▶ INSTRUCTION 1
In the Cultured Lands text, the animation Metropolis tells an abridged history of which city?
▶ INSTRUCTION 2
In the Cultured Lands text, how would you put this sentence into Spanish: "The aim of growing ever more productive crops to meet the needs and wants of humanity continues to shape agriculture today."

* START EXTRACT TO READ *

Presented side-by-side with traces of Philadelphia’s colonization history in the gallery, the exhibition is a reminder of the transformation of soil into profitable farmland. The aim of growing ever more productive crops to meet the needs and wants of humanity continues to shape agriculture today. But if humanity is dependent on crops, the artist speculates, how can humans nurture an insightful and empathetic relationship to the natural environment?
Cultured Lands is also an invitation for dialogue about the transformation of undeveloped land into concreted, industrial metropolises. It features the paper-based stop-motion animation Metropolis (2008), an abridged narrative history of the city of Charlotte, North Carolina, spanning the time period from 1755 to the present, and from a Native American trading path through farming and the discovery of gold to today’s modern city. Part American history lesson, part utopian avant-garde à la Fritz Lang, Metropolis builds a bridge from the urban development dreams of the past to today’s recognition of irreversible human-made influences in the era of the Anthropocene.

* END EXTRACT TO READ *
* START STORED RECORDS *

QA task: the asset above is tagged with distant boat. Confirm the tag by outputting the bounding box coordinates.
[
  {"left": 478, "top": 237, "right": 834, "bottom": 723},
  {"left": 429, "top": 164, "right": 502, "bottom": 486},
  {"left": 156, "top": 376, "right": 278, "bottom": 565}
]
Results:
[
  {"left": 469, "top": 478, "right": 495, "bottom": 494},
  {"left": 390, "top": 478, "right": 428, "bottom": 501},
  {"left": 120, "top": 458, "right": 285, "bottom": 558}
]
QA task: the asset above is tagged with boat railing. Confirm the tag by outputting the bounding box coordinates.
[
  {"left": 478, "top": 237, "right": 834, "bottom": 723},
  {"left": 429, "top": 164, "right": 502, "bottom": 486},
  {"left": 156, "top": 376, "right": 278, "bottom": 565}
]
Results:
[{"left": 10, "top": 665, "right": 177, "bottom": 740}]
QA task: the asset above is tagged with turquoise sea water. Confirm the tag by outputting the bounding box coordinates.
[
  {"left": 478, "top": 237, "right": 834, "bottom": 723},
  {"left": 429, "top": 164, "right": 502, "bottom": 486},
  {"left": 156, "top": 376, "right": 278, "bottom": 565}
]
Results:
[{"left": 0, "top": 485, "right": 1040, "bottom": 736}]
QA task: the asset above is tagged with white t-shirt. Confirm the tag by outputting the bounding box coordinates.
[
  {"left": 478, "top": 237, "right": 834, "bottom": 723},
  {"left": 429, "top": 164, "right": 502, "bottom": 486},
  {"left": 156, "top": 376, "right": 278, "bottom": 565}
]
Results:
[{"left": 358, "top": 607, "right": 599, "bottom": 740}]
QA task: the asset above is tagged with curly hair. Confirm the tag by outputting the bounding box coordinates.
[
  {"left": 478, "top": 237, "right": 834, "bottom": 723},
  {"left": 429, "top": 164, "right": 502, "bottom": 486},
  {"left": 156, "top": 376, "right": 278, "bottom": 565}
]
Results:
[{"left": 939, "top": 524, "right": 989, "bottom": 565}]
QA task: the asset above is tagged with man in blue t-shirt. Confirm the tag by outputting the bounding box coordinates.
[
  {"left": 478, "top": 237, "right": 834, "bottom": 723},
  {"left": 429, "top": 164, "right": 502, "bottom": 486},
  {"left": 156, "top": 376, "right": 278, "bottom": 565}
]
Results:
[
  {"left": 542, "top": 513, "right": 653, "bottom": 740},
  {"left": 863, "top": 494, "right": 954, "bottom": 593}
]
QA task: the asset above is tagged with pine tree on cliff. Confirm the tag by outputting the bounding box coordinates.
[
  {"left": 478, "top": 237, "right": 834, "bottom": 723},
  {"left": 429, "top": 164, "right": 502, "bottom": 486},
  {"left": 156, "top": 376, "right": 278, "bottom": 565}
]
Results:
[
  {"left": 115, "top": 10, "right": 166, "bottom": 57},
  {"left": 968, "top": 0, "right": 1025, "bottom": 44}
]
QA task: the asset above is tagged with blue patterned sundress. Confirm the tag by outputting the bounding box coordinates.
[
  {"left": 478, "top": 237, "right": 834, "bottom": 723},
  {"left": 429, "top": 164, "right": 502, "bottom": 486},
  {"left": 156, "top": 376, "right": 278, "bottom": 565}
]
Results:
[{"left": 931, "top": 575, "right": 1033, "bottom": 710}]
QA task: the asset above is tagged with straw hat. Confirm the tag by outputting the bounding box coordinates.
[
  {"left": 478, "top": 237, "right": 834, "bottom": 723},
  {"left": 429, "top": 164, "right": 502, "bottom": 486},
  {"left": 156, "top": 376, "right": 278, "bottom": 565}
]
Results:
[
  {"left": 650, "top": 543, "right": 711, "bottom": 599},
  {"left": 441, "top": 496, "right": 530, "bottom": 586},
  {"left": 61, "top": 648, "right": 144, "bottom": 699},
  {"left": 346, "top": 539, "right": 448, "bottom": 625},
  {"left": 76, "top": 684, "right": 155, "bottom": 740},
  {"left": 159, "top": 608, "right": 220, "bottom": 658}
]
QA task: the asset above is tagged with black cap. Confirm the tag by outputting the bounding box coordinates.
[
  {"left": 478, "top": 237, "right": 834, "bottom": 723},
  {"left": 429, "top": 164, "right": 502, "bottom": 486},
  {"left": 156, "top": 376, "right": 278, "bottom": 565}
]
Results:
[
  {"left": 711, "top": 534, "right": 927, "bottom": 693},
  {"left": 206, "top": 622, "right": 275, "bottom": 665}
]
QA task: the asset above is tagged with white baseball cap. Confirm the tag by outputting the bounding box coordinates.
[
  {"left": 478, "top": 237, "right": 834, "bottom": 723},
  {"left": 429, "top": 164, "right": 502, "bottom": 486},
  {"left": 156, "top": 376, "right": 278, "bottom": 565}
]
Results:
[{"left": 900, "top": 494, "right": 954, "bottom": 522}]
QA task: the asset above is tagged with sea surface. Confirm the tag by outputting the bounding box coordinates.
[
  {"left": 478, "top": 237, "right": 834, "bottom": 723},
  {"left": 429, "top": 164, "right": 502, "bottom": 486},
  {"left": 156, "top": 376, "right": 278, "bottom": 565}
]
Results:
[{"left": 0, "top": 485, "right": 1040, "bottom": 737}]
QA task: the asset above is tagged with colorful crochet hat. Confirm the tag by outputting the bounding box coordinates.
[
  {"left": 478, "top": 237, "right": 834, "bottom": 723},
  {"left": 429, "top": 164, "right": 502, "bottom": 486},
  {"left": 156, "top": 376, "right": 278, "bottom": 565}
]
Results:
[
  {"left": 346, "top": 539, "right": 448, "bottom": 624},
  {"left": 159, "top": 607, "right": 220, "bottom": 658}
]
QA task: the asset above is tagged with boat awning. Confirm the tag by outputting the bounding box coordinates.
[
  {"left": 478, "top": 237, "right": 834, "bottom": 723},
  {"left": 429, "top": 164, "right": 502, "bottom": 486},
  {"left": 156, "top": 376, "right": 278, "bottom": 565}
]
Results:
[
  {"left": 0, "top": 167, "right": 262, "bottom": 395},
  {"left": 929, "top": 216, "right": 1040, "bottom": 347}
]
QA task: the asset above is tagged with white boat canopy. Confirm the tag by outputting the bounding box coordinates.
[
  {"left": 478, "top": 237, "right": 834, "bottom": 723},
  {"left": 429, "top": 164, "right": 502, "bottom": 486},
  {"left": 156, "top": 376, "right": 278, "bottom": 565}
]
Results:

* END STORED RECORDS *

▶ CORRECT RESULT 1
Charlotte, North Carolina

▶ CORRECT RESULT 2
El objetivo de cultivar cosechas cada vez más productivas para satisfacer las necesidades y los deseos de la humanidad sigue dando forma a la agricultura hoy en día.